Health Information Management's junior class embarks on journey to baccalaureate
February 2, 2017 |
As the premier junior class of San Diego Mesa College’s Health Information Management bachelor’s degree program moves into their second semester, the program is accepting applications online until April 27 for the fall of 2017.
One of the first bachelor’s programs offered at a community college in California, Mesa’s HIM program began in fall of 2016, and has been met with great enthusiasm by initial enrollees.
After Gov. Jerry Brown signed Senate Bill 850 into law Sept. 28, 2014, which allows community colleges to offer baccalaureate degrees, the San Diego Community College District got to work and put its plan into action.
The first HIM junior class is comprised of 18 full-time pilot program students, all of whom are Mesa alumni from the classes of 2000 through 2016, per HIM Program Director Connie Renda.
The group takes two courses every eight weeks and is on track to be complete their graduation requirements at the end of four semesters. In addition to the HIM courses, students in the Program will also take upper-division course in English, psychology and computer and information sciences.
The requirements for entering the two-year Program include already having a Registered Health Information Technician certification. Those who graduate with the bachelor’s degree will be prepared to earn the Registered Health Information Administrator certification as well.
Though members of the pilot junior class have already received their associate degrees, Renda said that future groups will likely begin “as freshman, and go all four-years straight through.” The associate’s degree has been available at Mesa since the late 1960s, but Renda sees the addition of the bachelor’s as “icing on the cake” and an addition that is great for the community of San Diego.
“The reason we developed it was for affordable access to a four-year education – it’s only $10,500 for all four years,” Renda said. “It’s kind of an important thing for people to know, because a lot of times when people are looking at going to four-year school, even state schools are more than that per semester.”
Class of 2004 RHIT graduate and HIM junior Benjelene Andriga, who works as a Hospital Unit Coordinator at Kaiser Permanente, said that the affordability and proximity of the program has now made it possible for her to earn a bachelor’s degree. She encourages others in the field to pursue a baccalaureate degree at Mesa, as it can be a great stepping stone for success in one’s career.
“Mesa is a really good school, and going here, they have really good teachers, and it’s closest,” Andriga said. “It’s affordable right now, and the Health Information Management industry is booming, so we’re going to need more people.”

## DATA RECORDS
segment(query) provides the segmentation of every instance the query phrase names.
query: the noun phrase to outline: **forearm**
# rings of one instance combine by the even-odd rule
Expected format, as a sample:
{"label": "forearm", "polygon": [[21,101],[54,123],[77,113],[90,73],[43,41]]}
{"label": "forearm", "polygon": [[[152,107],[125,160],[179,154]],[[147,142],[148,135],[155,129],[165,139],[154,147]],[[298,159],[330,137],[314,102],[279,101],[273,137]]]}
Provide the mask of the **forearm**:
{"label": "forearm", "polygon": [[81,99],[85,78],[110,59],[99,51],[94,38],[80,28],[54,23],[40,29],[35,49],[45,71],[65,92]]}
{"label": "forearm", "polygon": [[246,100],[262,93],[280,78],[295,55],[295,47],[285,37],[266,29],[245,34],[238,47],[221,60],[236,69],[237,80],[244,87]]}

## WHAT NEEDS TO BE DONE
Copy the passage of the Mesa College HIM article from "One of the first" to "by initial enrollees." word for word.

## FINISHED TASK
One of the first bachelor’s programs offered at a community college in California, Mesa’s HIM program began in fall of 2016, and has been met with great enthusiasm by initial enrollees.